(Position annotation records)
______

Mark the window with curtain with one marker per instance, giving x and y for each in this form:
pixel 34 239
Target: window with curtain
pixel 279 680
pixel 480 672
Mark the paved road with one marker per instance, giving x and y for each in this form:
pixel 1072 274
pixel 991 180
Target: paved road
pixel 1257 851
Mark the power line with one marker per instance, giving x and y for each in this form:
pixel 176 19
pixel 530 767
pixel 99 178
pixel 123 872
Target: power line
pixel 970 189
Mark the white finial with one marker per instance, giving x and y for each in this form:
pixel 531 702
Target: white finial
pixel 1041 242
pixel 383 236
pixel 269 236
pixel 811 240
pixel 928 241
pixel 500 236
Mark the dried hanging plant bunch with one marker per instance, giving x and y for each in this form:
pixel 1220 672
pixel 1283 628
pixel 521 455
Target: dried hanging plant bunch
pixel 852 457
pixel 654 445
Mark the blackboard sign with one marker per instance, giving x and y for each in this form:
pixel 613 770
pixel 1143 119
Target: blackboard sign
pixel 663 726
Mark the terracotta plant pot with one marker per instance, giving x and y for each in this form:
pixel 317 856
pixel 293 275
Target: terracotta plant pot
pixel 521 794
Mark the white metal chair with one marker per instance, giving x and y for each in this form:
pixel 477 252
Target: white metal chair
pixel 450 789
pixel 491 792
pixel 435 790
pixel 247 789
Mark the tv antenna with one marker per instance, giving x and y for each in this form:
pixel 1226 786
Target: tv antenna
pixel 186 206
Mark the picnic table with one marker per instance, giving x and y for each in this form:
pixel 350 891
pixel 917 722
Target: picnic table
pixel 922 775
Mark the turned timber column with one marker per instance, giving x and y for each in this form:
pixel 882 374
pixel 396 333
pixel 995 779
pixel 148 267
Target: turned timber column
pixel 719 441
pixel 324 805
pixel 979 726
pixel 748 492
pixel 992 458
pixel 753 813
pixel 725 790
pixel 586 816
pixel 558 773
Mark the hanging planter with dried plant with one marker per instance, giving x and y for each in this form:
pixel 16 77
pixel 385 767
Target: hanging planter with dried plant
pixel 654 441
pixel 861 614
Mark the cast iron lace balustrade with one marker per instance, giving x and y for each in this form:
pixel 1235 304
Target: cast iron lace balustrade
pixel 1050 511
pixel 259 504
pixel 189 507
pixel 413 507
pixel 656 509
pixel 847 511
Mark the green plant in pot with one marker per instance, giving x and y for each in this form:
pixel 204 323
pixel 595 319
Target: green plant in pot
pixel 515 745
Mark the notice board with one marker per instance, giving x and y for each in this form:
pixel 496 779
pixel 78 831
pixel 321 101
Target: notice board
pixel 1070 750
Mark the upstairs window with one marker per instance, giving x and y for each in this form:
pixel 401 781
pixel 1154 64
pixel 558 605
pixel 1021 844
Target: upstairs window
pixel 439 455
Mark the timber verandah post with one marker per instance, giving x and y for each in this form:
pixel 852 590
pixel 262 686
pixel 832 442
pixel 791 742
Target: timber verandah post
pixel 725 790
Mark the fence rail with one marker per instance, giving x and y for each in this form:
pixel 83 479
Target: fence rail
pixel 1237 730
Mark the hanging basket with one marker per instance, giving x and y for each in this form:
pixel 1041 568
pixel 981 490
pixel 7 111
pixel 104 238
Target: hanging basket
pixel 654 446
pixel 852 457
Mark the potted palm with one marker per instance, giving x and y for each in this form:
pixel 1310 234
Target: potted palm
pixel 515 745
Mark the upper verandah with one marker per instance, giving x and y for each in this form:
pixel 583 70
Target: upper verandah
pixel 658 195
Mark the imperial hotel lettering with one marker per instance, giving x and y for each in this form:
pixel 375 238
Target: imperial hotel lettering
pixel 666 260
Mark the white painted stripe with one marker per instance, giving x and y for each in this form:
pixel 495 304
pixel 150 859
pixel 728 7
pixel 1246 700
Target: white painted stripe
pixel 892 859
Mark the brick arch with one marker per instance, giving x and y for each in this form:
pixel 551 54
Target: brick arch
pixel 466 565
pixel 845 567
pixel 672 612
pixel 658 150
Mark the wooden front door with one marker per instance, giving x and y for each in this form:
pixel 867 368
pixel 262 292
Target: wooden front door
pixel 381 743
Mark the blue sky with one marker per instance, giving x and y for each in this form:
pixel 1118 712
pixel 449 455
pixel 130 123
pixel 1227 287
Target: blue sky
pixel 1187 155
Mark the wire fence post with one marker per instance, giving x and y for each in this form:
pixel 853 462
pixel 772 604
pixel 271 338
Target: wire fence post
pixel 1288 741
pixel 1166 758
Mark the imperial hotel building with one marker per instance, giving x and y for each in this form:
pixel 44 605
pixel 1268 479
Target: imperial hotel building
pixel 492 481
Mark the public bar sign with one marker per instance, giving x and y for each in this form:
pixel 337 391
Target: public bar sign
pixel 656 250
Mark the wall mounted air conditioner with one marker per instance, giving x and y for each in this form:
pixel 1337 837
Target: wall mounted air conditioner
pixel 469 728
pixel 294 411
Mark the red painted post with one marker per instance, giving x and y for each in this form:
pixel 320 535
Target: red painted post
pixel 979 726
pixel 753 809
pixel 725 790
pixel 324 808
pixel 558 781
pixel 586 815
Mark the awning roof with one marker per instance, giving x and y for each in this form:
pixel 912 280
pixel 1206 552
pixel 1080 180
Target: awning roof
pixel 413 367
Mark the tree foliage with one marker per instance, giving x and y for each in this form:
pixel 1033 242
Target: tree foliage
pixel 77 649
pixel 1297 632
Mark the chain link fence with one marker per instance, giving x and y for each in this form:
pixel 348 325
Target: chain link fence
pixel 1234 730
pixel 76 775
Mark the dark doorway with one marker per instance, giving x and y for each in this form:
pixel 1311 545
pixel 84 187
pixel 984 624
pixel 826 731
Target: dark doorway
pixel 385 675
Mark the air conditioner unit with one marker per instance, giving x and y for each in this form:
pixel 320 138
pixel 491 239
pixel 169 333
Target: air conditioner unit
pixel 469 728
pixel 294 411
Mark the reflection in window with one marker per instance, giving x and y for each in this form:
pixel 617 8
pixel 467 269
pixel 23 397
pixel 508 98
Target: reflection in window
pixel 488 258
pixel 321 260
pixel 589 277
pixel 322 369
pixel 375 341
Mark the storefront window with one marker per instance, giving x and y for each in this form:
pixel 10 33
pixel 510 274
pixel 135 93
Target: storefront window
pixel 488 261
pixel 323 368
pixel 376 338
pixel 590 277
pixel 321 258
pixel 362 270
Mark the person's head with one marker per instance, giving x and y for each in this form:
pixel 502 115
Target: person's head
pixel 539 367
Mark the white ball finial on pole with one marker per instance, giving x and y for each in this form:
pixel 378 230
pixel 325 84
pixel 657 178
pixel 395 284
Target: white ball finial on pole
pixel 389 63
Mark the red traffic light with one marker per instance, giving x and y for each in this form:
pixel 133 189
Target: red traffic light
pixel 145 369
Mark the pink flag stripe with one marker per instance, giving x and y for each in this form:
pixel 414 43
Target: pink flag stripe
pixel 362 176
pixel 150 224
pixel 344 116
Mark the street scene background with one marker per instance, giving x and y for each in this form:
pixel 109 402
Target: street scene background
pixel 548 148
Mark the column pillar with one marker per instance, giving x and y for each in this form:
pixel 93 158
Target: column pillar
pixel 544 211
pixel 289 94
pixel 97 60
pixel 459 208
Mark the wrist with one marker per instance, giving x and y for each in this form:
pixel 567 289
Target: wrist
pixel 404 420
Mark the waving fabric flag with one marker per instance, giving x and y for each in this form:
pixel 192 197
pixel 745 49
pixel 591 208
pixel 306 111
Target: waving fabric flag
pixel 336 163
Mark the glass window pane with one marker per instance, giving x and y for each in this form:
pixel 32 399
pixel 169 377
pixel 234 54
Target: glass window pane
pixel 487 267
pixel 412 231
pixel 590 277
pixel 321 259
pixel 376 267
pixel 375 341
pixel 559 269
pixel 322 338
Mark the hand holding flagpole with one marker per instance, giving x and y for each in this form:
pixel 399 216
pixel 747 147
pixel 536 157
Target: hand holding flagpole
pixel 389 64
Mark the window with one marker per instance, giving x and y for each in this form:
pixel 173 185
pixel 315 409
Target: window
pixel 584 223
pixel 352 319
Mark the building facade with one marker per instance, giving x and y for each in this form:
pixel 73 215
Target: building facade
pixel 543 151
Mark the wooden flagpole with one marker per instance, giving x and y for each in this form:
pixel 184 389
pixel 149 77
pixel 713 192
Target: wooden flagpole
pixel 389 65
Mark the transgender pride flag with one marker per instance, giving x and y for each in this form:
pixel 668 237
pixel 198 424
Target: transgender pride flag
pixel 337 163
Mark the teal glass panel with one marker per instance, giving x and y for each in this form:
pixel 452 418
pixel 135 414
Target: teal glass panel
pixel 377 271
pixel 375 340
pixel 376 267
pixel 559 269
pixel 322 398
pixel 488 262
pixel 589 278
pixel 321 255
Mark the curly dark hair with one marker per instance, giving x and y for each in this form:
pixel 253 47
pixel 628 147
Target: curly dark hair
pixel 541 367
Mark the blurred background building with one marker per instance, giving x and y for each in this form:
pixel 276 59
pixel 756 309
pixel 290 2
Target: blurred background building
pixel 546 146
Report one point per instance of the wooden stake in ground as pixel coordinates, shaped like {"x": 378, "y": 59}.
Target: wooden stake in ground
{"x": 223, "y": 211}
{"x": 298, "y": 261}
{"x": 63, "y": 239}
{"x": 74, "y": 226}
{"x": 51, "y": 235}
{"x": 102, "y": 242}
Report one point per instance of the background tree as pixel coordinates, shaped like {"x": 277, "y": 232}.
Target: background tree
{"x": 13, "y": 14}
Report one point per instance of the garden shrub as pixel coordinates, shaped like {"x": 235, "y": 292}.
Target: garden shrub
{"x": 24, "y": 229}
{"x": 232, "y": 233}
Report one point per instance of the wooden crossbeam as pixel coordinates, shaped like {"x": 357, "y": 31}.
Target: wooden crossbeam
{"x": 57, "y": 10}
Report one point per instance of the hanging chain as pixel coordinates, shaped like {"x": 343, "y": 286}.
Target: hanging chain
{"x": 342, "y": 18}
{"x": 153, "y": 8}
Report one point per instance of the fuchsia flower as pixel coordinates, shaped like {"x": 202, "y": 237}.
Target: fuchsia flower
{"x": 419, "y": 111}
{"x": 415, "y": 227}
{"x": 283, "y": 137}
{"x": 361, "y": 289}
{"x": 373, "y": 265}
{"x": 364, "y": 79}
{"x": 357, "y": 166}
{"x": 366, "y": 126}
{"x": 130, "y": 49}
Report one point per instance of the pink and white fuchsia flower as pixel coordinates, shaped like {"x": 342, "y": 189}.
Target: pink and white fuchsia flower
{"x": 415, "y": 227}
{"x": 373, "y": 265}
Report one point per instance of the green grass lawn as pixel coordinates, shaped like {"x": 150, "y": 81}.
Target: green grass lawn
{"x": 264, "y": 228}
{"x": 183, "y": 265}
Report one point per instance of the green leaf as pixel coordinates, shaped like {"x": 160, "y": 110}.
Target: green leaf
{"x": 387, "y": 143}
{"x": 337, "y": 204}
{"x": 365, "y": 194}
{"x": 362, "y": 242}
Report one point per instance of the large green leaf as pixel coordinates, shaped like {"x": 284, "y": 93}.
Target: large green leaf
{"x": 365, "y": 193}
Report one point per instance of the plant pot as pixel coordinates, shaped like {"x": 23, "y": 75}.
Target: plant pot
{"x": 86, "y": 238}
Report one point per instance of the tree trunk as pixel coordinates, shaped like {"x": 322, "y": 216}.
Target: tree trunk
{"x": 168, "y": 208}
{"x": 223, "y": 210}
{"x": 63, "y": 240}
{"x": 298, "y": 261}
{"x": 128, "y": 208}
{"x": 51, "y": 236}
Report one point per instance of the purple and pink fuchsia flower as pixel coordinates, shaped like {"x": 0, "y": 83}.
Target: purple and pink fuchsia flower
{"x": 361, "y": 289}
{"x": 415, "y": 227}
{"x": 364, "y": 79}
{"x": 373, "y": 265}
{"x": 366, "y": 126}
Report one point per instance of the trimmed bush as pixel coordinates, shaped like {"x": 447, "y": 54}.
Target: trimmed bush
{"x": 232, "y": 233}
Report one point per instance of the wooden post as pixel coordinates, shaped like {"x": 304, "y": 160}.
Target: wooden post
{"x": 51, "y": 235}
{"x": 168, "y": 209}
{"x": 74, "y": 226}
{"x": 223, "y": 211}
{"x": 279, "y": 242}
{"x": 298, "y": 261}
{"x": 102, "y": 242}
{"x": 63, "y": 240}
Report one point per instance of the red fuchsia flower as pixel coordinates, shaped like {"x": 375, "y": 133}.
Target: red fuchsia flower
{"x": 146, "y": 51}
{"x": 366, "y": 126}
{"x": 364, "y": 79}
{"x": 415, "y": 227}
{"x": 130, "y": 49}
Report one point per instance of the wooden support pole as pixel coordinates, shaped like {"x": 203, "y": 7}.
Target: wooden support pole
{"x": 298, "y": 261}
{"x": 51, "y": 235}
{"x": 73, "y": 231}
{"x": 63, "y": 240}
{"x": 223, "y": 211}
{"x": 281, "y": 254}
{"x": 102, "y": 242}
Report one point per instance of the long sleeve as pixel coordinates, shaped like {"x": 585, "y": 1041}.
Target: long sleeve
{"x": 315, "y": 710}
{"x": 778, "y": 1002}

______

Edit the entries starting at the first line and ending at the line containing "pixel 970 189", swapping "paved road" for "gravel road" and leaving everything else untouched.

Mark the window with curtain with one marker per instance, giving x and y for each in this form:
pixel 34 239
Target: window with curtain
pixel 279 680
pixel 480 672
Mark the gravel road with one marker per instance, giving x and y for each in this form:
pixel 1072 274
pixel 991 180
Target: gravel road
pixel 1257 851
Mark the power line with one marker per instance, giving x and y for each in this form:
pixel 176 19
pixel 530 767
pixel 99 178
pixel 123 872
Target: power line
pixel 970 189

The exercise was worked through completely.